GOAL — Pick out every line in the entries below that contains the word "shirt", and copy each of those lines in full.

start DATA ROWS

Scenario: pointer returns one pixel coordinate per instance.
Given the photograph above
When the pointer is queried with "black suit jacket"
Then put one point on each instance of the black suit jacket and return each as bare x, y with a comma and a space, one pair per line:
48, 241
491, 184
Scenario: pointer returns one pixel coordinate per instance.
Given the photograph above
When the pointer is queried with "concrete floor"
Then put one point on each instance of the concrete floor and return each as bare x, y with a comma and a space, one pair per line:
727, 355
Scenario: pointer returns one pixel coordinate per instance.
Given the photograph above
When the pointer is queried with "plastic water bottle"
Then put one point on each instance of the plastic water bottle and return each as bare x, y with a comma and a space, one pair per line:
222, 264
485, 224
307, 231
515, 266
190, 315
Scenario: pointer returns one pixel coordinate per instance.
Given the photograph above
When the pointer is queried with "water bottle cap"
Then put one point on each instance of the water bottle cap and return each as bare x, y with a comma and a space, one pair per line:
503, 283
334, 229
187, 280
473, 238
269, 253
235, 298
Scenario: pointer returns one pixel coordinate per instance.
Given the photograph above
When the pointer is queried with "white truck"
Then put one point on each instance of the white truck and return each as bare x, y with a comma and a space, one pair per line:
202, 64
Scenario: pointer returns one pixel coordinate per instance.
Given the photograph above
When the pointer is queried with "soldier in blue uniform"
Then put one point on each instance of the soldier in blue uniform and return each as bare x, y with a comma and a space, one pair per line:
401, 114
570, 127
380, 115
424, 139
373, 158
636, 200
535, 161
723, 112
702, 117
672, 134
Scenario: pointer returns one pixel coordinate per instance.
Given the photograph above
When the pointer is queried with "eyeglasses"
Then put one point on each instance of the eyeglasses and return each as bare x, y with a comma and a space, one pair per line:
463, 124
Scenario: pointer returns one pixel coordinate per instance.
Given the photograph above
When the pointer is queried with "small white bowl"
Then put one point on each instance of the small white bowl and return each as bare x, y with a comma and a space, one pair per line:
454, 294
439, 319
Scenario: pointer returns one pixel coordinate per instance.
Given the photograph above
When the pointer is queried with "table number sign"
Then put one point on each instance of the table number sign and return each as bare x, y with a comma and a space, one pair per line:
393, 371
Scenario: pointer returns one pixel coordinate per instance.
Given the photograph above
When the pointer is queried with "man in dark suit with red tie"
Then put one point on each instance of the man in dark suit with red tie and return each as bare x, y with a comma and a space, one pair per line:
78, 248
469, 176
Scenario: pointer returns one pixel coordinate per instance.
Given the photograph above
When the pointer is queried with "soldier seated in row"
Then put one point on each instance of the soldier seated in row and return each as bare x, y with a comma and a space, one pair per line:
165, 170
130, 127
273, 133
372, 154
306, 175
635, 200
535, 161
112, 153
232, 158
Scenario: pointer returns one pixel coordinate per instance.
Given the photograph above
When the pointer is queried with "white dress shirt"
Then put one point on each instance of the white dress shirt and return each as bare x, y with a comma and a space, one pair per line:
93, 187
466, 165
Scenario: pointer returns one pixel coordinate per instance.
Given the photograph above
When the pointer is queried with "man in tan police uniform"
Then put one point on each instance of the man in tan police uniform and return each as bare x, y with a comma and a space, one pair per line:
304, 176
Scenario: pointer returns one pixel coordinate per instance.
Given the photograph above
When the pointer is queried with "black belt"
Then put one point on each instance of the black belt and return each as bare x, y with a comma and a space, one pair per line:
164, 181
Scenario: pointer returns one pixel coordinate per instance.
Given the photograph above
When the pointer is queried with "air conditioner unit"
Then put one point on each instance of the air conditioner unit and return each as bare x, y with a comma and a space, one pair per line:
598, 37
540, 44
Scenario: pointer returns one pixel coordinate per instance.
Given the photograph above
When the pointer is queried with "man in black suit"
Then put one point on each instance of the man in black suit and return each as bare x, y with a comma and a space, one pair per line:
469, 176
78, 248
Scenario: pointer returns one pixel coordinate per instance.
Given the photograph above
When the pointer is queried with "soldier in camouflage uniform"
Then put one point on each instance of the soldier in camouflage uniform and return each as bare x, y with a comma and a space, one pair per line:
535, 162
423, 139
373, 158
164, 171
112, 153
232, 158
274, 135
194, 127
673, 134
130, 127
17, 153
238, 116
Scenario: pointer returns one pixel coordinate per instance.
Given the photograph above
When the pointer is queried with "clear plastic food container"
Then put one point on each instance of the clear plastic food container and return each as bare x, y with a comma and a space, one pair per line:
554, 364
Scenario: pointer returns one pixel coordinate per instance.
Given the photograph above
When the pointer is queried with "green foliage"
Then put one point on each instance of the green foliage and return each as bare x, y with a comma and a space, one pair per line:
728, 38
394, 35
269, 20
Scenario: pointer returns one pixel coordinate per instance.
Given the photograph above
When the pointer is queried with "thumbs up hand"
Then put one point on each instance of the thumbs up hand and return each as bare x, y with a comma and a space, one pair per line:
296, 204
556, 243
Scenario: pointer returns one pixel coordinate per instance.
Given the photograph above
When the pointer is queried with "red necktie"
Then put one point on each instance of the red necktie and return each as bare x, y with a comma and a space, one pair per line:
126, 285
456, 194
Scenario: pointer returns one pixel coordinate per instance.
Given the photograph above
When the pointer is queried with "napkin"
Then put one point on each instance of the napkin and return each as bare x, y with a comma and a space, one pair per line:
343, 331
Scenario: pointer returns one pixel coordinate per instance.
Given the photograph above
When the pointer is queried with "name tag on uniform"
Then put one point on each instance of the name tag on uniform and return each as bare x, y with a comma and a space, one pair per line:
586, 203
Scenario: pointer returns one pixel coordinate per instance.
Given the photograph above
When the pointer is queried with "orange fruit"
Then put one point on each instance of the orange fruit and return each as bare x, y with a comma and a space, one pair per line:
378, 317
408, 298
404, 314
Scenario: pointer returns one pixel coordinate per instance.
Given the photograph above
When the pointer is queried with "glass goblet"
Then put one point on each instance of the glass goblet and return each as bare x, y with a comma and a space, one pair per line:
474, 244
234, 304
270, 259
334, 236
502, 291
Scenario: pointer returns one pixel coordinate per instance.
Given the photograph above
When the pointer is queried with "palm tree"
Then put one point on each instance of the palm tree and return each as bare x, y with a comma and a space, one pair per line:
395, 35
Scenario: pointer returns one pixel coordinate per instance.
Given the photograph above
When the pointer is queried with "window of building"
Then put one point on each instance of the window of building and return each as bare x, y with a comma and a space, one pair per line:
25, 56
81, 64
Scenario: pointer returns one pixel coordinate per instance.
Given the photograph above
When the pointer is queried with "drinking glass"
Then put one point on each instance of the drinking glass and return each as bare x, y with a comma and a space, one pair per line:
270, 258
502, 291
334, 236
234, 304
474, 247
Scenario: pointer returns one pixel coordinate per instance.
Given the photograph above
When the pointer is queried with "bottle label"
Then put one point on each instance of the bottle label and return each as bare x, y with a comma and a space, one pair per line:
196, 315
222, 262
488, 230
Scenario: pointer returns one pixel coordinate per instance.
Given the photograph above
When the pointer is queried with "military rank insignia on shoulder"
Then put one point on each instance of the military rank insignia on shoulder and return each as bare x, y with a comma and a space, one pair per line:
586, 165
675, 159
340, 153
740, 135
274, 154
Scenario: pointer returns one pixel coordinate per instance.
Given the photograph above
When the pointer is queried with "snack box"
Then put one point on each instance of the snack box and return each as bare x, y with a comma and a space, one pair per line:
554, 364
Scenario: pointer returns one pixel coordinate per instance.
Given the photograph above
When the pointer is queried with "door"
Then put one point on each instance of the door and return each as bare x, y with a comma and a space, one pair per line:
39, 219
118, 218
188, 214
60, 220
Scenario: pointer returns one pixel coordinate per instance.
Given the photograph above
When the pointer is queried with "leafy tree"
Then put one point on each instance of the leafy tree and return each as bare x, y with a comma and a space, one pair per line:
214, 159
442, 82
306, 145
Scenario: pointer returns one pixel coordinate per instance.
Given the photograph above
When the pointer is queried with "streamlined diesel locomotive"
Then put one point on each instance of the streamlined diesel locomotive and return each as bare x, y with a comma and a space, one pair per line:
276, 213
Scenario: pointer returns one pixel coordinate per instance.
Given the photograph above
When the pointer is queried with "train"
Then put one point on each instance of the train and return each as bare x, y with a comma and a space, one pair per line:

end DATA ROWS

ANSWER —
When the pointer is queried with "white dress shirt"
Then put one point on each instance of the white dress shirt and return each as bare x, y with a comma and a space, one pair per line:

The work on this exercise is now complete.